> [Passage to read]
* * * * * * *

White House chief of staff Susie Wiles is forcefully pushing back against a June 8, 2026, report claiming she intends to walk away from the Trump administration after the November midterms, calling the story “Friday fiction” and insisting she is staying put.
The denial came on X hours after the Daily Mail’s Elina Shirazi published an account, sourced to five White House insiders, describing a chief of staff worn down by “Cabinet chaos,” sidelined by a controversial intelligence pick and quietly eyeing the midterms as a natural “off-ramp.” When Shirazi initially contacted her, Wiles did not deny that she planned to leave, though she rejected claims of tension with President Donald Trump.
Once the story posted, the tone hardened. “To be crystal clear, I am not going anywhere,” Wiles wrote, accusing “some in the media” of spending a decade trying to “manufacture drama around President Trump and the people who work for him. They were wrong then and they’re wrong now.” She signed off with two words aimed squarely at the speculation: “See you Monday.”

* * * * * * *

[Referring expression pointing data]
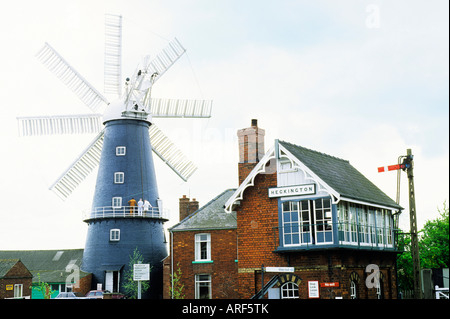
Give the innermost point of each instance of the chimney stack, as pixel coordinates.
(187, 206)
(251, 148)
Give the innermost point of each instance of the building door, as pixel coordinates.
(112, 280)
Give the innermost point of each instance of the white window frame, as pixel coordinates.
(201, 240)
(119, 177)
(18, 290)
(289, 290)
(114, 234)
(116, 202)
(202, 282)
(325, 224)
(121, 150)
(353, 286)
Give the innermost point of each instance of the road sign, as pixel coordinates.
(141, 272)
(313, 289)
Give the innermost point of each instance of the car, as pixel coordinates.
(69, 295)
(96, 294)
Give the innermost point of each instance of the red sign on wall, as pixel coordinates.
(329, 284)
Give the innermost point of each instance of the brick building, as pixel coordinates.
(15, 279)
(303, 224)
(59, 268)
(203, 247)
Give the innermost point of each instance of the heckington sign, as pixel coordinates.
(305, 189)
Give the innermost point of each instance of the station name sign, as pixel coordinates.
(305, 189)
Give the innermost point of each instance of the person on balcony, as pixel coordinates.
(132, 203)
(140, 207)
(147, 206)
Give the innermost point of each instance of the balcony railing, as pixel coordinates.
(124, 212)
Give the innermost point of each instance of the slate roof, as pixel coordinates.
(340, 175)
(50, 264)
(210, 216)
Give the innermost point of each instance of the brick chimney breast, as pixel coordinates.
(251, 148)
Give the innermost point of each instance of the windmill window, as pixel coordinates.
(121, 150)
(114, 235)
(119, 177)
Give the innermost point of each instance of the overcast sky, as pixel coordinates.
(360, 80)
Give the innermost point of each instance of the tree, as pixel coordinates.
(176, 287)
(433, 242)
(130, 286)
(433, 249)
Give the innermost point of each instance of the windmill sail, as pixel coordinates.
(82, 88)
(171, 108)
(60, 124)
(79, 169)
(113, 54)
(164, 60)
(170, 154)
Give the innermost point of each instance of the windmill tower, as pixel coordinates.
(122, 150)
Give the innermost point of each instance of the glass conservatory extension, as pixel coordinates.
(317, 223)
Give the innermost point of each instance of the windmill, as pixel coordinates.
(126, 137)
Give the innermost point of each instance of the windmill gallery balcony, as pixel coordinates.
(124, 212)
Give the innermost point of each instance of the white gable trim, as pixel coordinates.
(262, 168)
(250, 179)
(308, 173)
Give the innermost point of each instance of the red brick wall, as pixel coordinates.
(223, 269)
(257, 220)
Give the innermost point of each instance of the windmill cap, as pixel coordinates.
(114, 111)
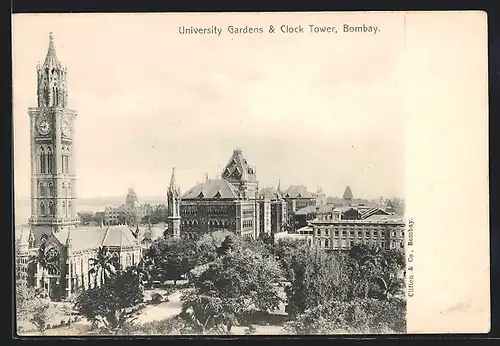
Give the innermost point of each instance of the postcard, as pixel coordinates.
(251, 173)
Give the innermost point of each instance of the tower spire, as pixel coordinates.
(51, 58)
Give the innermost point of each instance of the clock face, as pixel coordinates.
(44, 127)
(65, 127)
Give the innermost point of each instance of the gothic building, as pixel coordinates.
(174, 207)
(56, 253)
(230, 203)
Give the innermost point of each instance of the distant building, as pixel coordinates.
(230, 203)
(348, 196)
(131, 212)
(273, 216)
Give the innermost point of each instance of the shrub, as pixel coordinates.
(156, 298)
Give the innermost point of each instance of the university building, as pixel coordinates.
(232, 203)
(54, 224)
(297, 197)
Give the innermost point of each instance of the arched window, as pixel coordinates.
(56, 96)
(41, 189)
(41, 210)
(50, 160)
(51, 189)
(67, 161)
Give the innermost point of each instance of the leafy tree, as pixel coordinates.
(103, 265)
(380, 269)
(86, 217)
(354, 317)
(28, 300)
(170, 258)
(207, 245)
(231, 285)
(111, 303)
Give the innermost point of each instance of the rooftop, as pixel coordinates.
(83, 238)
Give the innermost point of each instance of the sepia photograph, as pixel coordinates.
(222, 174)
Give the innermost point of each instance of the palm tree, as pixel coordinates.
(103, 265)
(47, 258)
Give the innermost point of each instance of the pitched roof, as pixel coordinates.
(373, 211)
(238, 169)
(269, 193)
(297, 191)
(379, 217)
(212, 189)
(90, 238)
(51, 58)
(319, 209)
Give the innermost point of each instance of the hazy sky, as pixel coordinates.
(318, 110)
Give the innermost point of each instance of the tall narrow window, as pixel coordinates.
(43, 166)
(41, 210)
(63, 162)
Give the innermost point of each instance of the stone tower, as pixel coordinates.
(53, 193)
(174, 207)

* * * * * * *

Extract the full article above about Susie Wiles denying she will leave, reproducing every word of it without change.

White House chief of staff Susie Wiles is forcefully pushing back against a June 8, 2026, report claiming she intends to walk away from the Trump administration after the November midterms, calling the story “Friday fiction” and insisting she is staying put.
The denial came on X hours after the Daily Mail’s Elina Shirazi published an account, sourced to five White House insiders, describing a chief of staff worn down by “Cabinet chaos,” sidelined by a controversial intelligence pick and quietly eyeing the midterms as a natural “off-ramp.” When Shirazi initially contacted her, Wiles did not deny that she planned to leave, though she rejected claims of tension with President Donald Trump.
Once the story posted, the tone hardened. “To be crystal clear, I am not going anywhere,” Wiles wrote, accusing “some in the media” of spending a decade trying to “manufacture drama around President Trump and the people who work for him. They were wrong then and they’re wrong now.” She signed off with two words aimed squarely at the speculation: “See you Monday.”